> [YOUR OBJECTIVE] Which lines of the data contain the string "brown"? Copy every one of them.

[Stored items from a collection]

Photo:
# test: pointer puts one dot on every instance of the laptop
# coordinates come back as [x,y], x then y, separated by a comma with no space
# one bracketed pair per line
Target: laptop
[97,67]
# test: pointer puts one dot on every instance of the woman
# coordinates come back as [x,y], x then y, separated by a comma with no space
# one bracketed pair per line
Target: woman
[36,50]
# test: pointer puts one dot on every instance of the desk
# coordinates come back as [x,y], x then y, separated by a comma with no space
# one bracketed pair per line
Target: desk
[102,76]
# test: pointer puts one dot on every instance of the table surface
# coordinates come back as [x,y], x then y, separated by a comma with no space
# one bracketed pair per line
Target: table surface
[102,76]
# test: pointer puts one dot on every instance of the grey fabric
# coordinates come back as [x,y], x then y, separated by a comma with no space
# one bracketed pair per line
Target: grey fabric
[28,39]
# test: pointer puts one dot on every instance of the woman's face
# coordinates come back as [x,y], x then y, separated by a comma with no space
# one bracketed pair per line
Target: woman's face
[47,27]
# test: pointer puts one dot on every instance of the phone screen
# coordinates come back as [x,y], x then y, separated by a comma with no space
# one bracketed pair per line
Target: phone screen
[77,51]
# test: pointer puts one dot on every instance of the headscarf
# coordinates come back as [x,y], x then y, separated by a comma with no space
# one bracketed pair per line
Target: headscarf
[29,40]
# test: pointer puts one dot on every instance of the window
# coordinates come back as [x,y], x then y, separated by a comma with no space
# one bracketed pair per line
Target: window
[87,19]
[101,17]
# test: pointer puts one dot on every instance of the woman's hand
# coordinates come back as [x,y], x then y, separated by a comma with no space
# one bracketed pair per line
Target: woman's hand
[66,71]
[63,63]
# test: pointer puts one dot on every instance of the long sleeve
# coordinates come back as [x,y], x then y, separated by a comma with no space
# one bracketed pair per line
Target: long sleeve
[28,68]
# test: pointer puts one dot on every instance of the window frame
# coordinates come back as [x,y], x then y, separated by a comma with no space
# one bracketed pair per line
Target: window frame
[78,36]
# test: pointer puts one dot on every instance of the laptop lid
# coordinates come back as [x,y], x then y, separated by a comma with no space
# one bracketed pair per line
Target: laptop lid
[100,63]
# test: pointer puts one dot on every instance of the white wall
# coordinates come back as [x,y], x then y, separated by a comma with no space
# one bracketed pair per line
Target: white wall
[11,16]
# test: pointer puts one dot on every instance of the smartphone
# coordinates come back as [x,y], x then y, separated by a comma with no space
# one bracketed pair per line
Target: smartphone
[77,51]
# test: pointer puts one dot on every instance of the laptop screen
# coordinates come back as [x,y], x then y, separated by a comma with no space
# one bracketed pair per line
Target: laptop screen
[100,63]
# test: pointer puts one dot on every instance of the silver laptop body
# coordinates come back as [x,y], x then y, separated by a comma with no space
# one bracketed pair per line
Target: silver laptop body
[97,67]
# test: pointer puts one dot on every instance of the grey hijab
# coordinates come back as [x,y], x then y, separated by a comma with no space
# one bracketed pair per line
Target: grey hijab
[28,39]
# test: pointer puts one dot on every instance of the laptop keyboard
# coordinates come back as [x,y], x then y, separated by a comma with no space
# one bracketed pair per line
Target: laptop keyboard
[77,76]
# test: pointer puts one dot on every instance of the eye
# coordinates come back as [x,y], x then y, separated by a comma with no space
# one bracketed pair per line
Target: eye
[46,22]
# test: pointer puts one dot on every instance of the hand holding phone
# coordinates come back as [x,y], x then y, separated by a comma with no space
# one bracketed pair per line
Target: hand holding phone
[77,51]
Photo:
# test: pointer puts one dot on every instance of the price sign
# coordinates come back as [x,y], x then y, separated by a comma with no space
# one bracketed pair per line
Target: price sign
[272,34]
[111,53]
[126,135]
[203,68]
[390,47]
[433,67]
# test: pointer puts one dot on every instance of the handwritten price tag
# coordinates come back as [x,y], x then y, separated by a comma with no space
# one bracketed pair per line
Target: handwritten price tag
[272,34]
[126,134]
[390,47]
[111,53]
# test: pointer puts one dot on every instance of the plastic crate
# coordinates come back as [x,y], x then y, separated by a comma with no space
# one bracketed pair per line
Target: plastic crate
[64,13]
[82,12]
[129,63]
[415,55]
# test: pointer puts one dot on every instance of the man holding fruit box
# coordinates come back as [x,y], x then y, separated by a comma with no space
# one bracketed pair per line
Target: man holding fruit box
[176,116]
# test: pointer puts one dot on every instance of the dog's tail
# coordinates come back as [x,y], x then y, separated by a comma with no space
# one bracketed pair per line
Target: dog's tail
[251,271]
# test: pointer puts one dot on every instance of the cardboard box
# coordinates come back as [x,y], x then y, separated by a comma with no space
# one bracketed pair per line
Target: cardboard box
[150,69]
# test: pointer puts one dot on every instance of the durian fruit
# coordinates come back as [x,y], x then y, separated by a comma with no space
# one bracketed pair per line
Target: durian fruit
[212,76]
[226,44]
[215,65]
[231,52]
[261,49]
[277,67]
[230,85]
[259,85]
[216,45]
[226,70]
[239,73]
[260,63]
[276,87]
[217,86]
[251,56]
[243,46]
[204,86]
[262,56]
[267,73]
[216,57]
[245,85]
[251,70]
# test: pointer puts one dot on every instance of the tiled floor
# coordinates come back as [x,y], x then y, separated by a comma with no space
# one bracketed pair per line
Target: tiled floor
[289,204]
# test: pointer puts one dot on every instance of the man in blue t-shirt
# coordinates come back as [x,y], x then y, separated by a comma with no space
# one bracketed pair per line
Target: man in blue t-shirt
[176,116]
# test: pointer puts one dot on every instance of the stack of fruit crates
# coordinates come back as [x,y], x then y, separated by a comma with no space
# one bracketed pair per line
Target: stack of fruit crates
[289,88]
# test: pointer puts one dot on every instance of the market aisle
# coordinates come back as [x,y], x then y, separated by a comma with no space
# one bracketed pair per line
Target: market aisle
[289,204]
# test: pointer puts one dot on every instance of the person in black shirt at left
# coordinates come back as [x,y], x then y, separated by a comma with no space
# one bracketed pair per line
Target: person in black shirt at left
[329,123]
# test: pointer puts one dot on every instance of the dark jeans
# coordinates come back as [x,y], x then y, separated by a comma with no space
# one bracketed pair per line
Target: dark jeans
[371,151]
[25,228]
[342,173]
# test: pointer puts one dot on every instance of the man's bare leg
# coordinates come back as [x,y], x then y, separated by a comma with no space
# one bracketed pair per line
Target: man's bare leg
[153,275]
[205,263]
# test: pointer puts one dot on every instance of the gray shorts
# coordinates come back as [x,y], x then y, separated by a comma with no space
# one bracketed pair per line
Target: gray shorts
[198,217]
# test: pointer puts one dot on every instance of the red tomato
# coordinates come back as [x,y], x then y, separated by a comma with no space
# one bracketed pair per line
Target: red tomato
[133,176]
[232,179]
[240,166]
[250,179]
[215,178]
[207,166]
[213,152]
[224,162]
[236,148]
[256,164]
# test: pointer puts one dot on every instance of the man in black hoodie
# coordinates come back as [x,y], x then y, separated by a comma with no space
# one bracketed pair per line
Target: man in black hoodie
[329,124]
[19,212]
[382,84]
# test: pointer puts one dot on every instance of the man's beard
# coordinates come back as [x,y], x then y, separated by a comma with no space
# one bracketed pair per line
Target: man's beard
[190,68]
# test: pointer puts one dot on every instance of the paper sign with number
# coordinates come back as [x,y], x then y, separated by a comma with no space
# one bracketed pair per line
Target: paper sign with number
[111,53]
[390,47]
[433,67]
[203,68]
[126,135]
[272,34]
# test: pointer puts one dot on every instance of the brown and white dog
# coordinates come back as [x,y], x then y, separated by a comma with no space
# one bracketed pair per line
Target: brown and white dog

> [ANSWER BOX]
# test: pointer puts one dot on every instance of the brown and white dog
Target: brown and white dog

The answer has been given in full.